#### OBJECTIVES
[a] In the passage on banker pay reform, what share of Swiss voters supported the referendum on executive pay?
[b] Quote the passage on banker pay reform from "That makes more" up to and including "at good wages.".
[c] Continue the passage on banker pay reform from its final sentence.

#### PAGE EXCERPT
These developments haven’t overturned the broken incentives that drive our financial system. But they suggest that public pressure remains our best hope for reforming a financial sector that’s designed to encourage greed, abuse, and even criminality.

Here are the specifics:

The European Union agreed to adopt new rules for compensating bankers under the set of regulations known as Basel III. A banker’s bonus will now be limited to the equivalent of one year’s salary unless shareholders’ approval is obtained, and even then the bonus can’t exceed two years’ salary.  This rule would apply to employees of European banks who work outside Europe, which means it would apply to their New York employees as well. (Regulations are also being drafted for private equity firms and hedge funds.)

In February Citigroup changed the bonus plan for its top executives and tied them more closely to its performance over a multi-year period. This change comes in the wake of an “advisory” shareholder vote last year which offered what the Wall Street Journal called a “stinging rebuke” to then-CEO Vikram Pandit. As Reuters noted, the bank was “bowing” to “shareholder pressure.”

And in the third and most sweeping harbinger of change, the Swiss electorate voted overwhelmingly to limit executive pay for all corporations.  Roughly 70 percent of all voters supported the referendum, which limits some of the bonus payments which offer the wrong incentive to executives. These include “golden handshakes” for joining a firm, pre-negotiated “golden parachutes” for executives who leave the firm (even when they leave because they’ve failed), and bonuses for negotiating a company’s takeover or buyout.

There are several striking aspects to the Swiss vote. For one thing, the Swiss are the highest-paid hourly workers in Europe. This vote wasn’t born out of deprivation or fear, but out of a sense of injustice and the awareness that the current economic system is broken. It is sometimes easier to see these things when people are not as frightened as they are in the more battered economies of Europe and the United States.

The referendum passed in all 62 Swiss cantons (the equivalent of provinces or Congressional districts). Support for this reform was both deep and wide. It was initially proposed by a business person. Its original sponsor, legislator Thomas Minder, is also the managing director of a toothpaste firm called Trybol AG.

That makes more sense than some people might think. Financial institutions and massive corporations don’t contribute to a thriving consumer economy the way small and medium-sized companies do. That’s why large corporations are holding as much as two trillion dollars in cash reserves. Banks and large corporations tend to trade on short-term gains, neglecting long-term growth and pumping up stock values so that their executives can collect fat bonuses.  This draws investment capital away from companies like Minder’s which provide real goods and services – and provide good jobs at good wages.

#### ENTRIES
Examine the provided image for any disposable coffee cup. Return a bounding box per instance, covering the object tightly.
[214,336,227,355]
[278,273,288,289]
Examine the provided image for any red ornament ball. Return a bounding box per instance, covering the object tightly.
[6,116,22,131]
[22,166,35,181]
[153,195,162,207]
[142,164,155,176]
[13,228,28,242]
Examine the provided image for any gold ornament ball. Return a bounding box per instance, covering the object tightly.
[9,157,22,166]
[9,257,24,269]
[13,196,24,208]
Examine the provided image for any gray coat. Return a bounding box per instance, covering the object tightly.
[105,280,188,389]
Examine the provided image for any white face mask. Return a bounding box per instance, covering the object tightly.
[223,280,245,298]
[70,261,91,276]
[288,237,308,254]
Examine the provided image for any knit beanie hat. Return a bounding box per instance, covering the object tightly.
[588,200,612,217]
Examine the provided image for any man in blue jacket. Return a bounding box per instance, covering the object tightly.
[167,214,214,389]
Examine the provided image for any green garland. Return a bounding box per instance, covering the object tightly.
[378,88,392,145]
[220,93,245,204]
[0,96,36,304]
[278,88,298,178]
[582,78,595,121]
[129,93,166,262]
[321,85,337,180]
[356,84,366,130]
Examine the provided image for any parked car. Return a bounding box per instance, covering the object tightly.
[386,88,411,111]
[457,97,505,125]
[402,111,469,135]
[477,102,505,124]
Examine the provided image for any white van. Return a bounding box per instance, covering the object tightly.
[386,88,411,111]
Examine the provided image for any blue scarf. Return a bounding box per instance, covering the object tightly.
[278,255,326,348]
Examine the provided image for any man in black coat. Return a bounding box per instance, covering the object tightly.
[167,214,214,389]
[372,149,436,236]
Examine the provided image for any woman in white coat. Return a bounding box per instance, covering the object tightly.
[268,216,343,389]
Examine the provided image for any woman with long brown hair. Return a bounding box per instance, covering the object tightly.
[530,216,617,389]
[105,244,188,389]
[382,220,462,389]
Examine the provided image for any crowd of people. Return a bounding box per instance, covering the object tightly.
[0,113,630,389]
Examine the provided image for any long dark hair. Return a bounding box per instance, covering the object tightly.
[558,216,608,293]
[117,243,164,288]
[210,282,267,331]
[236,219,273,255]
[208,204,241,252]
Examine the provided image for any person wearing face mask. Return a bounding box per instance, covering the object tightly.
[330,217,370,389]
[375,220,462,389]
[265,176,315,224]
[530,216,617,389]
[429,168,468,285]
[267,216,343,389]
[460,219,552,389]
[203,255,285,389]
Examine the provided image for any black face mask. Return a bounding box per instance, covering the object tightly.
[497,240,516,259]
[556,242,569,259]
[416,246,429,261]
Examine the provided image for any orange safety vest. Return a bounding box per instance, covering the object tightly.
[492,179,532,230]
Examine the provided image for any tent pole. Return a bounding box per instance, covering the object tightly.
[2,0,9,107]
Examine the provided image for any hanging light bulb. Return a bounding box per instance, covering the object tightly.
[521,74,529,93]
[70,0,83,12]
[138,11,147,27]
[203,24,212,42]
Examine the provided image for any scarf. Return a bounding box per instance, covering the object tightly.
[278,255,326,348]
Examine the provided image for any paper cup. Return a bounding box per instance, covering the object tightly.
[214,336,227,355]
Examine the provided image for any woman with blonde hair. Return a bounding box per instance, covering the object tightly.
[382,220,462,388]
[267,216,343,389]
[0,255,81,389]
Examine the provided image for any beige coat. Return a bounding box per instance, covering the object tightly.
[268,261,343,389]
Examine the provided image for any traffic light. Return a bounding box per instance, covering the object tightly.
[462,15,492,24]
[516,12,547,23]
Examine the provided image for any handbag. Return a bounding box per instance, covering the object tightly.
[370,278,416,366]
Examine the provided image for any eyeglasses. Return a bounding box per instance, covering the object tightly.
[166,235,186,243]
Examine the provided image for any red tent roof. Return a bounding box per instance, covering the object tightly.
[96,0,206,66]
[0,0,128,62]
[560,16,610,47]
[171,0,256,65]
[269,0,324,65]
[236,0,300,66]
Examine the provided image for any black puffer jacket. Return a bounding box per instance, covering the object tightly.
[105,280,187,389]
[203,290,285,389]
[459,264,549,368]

#### TASK-BY-TASK ANSWERS
[a] Roughly 70 percent of all voters supported it.

[b]
That makes more sense than some people might think. Financial institutions and massive corporations don’t contribute to a thriving consumer economy the way small and medium-sized companies do. That’s why large corporations are holding as much as two trillion dollars in cash reserves. Banks and large corporations tend to trade on short-term gains, neglecting long-term growth and pumping up stock values so that their executives can collect fat bonuses.  This draws investment capital away from companies like Minder’s which provide real goods and services – and provide good jobs at good wages.

[c]
It’s also worth noting that industry lobbyists in Switzerland offered their own reform plan. As one spokesperson said, “We need an answer to the (referendum) and an answer to the anger of Swiss people about executive salaries.”

The lesson? Outrage works. It may not be pleasant to experience or discuss, but moral revulsion at an unjust system is often the first step toward meaningful change. Where is our “anger about executive salaries”?

The proposal put forward by Swiss corporate lobbyists is, on its face, very similar to the Dodd/Frank bill’s provisions. It left out the penalties in the referendum, which included prison sentences, and allowed shareholders to hold non-binding votes on whether to limit executive pay. Under the Swiss corporate proposal, shareholders could also decide to carry out binding votes as well.

Dodd/Frank’s executive compensation provisions rely heavily on disclosure, rather than penalties, and limit shareholder votes to advisory and non-binding resolutions. They need to be made much stronger. But even in their current state, they allowed shareholders at Citigroup to send shock waves through the bank – and throughout Wall Street – by rejecting the lavish pay package the Board was about to lavish on its incompetent CEO.  It also paved the way for this week’s revamping of senior executive compensation at the firm.

The Citi decision is not a victory for the ages by any means. The bank is still an existential threat to the global economy. It, along with our other largest banks, should be dismantled immediately. And Citi’s new executive pay plan, while it’s a vast improvement, is no panacea.

As for Dodd/Frank, the SEC has been less than earnest in its efforts to implement these executive compensation provisions. According to a New York Times analysis, rulemaking on executive pay and corporate governance is only 21 percent complete. Mary Jo White, President Obama’s nominee to lead that agency, faces an upcoming House hearing. She should be questioned thoroughly on her plans to complete the implementation process.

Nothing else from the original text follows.